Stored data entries

..............................

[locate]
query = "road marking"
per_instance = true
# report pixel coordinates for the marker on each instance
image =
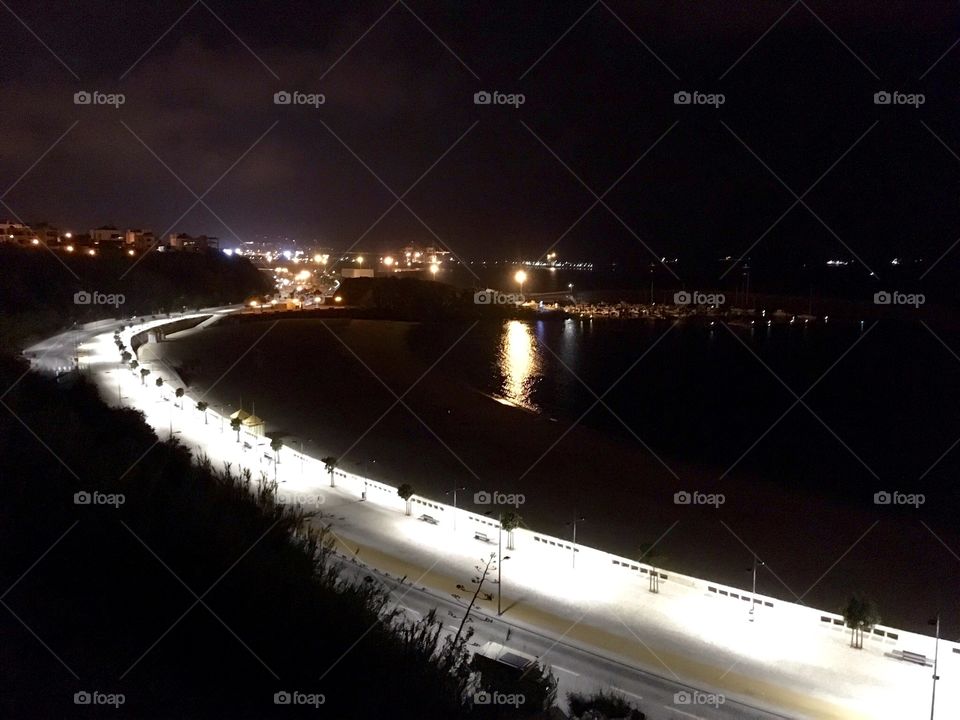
(697, 717)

..............................

Work to be completed
The entries above should be retyped word for word, with all pictures omitted.

Exercise answer
[locate]
query = "road marking"
per_instance = true
# report pixel coordinates for the marker on each instance
image =
(697, 717)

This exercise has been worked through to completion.